Image entries on named regions
--- Start ---

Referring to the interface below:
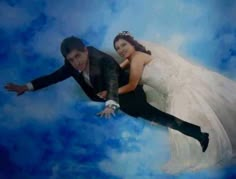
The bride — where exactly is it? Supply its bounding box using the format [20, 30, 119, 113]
[106, 31, 236, 173]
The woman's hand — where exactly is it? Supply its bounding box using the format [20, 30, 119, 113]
[5, 83, 28, 96]
[97, 106, 115, 119]
[97, 91, 107, 99]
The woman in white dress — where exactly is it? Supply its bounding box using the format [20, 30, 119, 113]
[104, 31, 236, 173]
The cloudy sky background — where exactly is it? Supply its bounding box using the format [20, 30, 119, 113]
[0, 0, 236, 178]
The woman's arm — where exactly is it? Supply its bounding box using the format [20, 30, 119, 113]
[120, 59, 130, 69]
[118, 58, 144, 94]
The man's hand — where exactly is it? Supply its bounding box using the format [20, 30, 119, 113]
[4, 83, 28, 96]
[97, 91, 107, 99]
[97, 107, 115, 119]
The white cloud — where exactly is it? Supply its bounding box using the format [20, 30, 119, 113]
[99, 126, 169, 178]
[0, 2, 34, 31]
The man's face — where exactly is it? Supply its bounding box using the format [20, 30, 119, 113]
[66, 48, 88, 72]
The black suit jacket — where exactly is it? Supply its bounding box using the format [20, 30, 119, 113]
[31, 47, 128, 102]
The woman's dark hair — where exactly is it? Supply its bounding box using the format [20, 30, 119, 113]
[113, 31, 151, 55]
[61, 36, 85, 57]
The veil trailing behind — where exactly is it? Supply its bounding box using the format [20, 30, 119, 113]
[141, 42, 236, 173]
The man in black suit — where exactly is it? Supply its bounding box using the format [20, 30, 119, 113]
[5, 36, 209, 152]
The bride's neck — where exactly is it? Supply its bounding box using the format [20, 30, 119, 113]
[127, 51, 138, 62]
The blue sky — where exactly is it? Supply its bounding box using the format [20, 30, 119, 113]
[0, 0, 236, 178]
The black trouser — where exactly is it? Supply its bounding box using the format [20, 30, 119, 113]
[119, 86, 202, 141]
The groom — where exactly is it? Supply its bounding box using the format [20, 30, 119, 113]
[5, 36, 209, 152]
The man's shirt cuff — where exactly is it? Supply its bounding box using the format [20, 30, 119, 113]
[26, 82, 34, 91]
[105, 99, 120, 108]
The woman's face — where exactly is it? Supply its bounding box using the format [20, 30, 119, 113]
[115, 39, 135, 58]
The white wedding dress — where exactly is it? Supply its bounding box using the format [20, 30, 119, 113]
[140, 42, 236, 173]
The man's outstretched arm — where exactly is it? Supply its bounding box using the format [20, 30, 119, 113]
[5, 65, 71, 96]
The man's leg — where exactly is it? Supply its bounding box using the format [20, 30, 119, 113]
[120, 87, 209, 152]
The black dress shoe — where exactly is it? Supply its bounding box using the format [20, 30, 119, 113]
[200, 133, 209, 152]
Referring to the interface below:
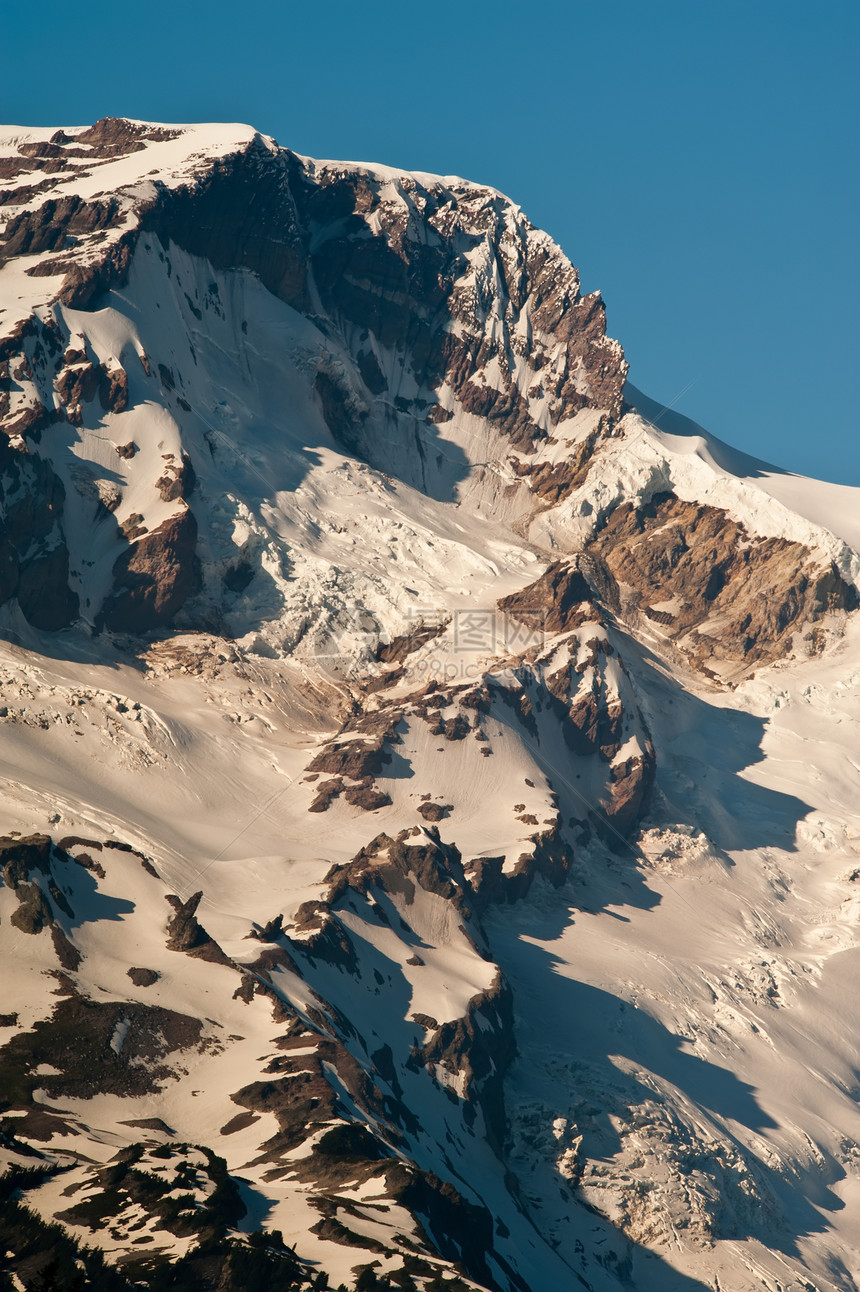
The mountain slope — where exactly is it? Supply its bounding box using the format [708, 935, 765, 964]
[0, 119, 860, 1292]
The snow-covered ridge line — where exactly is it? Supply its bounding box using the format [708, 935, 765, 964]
[542, 413, 860, 588]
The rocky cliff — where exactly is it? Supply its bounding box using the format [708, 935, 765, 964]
[0, 119, 860, 1292]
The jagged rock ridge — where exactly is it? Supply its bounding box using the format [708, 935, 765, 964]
[0, 119, 860, 1292]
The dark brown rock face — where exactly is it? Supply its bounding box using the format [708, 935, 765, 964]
[0, 118, 626, 632]
[590, 494, 859, 671]
[99, 510, 198, 633]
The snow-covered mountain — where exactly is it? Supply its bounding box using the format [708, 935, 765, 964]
[0, 119, 860, 1292]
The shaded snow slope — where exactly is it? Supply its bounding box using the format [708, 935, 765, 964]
[0, 119, 860, 1292]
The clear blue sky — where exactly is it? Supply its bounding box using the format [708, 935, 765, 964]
[0, 0, 860, 485]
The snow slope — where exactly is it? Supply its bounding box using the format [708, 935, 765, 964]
[0, 123, 860, 1292]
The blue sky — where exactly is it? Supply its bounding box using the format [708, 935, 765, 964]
[0, 0, 860, 485]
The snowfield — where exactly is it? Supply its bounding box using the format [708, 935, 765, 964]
[0, 121, 860, 1292]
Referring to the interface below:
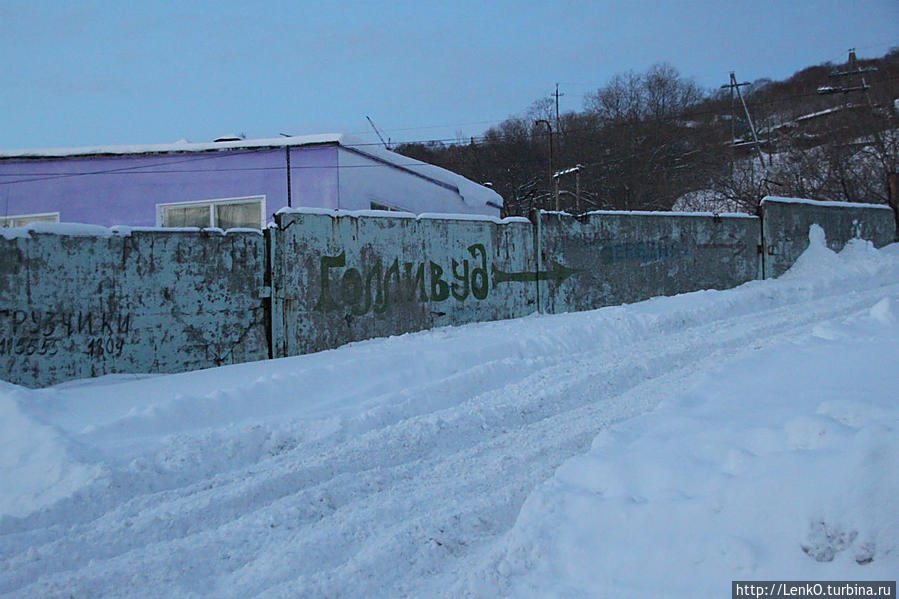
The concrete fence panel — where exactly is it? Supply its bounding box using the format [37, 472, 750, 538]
[535, 212, 761, 313]
[761, 197, 896, 279]
[271, 209, 537, 357]
[0, 226, 268, 386]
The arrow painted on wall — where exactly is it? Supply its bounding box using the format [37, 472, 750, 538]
[491, 262, 580, 289]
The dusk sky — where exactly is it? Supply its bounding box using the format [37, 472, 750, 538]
[0, 0, 899, 149]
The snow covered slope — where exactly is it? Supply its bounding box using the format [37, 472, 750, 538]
[0, 231, 899, 597]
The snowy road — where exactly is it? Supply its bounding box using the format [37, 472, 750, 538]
[0, 236, 899, 597]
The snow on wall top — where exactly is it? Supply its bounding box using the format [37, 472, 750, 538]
[275, 206, 531, 225]
[762, 196, 892, 210]
[0, 222, 262, 239]
[0, 133, 503, 209]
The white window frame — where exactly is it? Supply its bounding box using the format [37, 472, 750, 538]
[0, 212, 59, 229]
[156, 194, 266, 228]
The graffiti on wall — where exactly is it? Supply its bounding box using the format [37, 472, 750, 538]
[314, 243, 578, 316]
[0, 309, 132, 358]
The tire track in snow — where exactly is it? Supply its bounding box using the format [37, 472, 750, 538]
[0, 270, 899, 596]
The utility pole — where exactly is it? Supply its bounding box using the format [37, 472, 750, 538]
[818, 48, 877, 99]
[553, 83, 565, 132]
[721, 71, 765, 168]
[534, 119, 559, 210]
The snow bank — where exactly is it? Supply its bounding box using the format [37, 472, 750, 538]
[466, 233, 899, 597]
[0, 382, 102, 518]
[0, 226, 899, 597]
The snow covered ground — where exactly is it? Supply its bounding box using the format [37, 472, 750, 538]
[0, 231, 899, 597]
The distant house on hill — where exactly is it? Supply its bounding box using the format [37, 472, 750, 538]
[0, 135, 503, 229]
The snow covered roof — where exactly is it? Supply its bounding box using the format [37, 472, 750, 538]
[0, 133, 503, 208]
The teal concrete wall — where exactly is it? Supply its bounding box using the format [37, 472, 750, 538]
[537, 212, 761, 313]
[761, 197, 896, 279]
[0, 230, 269, 387]
[0, 199, 896, 387]
[272, 213, 537, 356]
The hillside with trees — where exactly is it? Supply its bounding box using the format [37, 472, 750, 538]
[396, 48, 899, 215]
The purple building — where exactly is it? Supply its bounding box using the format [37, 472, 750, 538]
[0, 135, 502, 229]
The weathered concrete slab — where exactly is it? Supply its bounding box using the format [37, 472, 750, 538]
[0, 231, 268, 386]
[272, 210, 537, 356]
[535, 212, 761, 313]
[761, 197, 896, 279]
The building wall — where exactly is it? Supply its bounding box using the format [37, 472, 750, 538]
[0, 146, 337, 226]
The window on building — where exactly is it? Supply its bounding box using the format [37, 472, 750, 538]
[0, 212, 59, 229]
[156, 196, 265, 229]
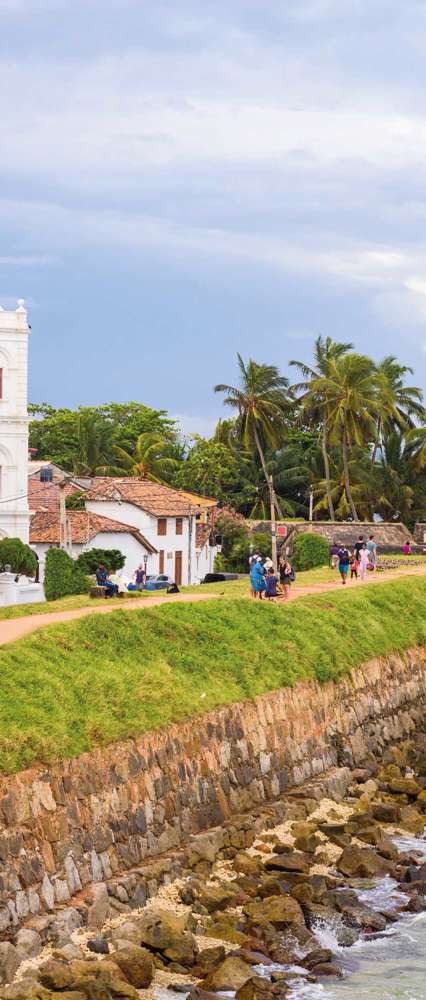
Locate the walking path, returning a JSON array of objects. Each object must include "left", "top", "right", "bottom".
[{"left": 0, "top": 565, "right": 426, "bottom": 646}]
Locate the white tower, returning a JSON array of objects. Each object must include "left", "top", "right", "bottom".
[{"left": 0, "top": 299, "right": 30, "bottom": 543}]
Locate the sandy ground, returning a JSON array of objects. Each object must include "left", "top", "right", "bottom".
[{"left": 0, "top": 565, "right": 426, "bottom": 646}]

--- End ---

Pick out every line in the material above that contains the word "dress", and copy each one.

• [TASK SOLUTION]
The woman in white dress — where exactly is it? Supply its bounding box using the format [20, 30, 119, 113]
The white wedding dress — where exactly is it? Supply its bounding box using the format [20, 30, 119, 113]
The black dress shoe — where exactly is it? Supply its bounding box using the format [20, 30, 119, 113]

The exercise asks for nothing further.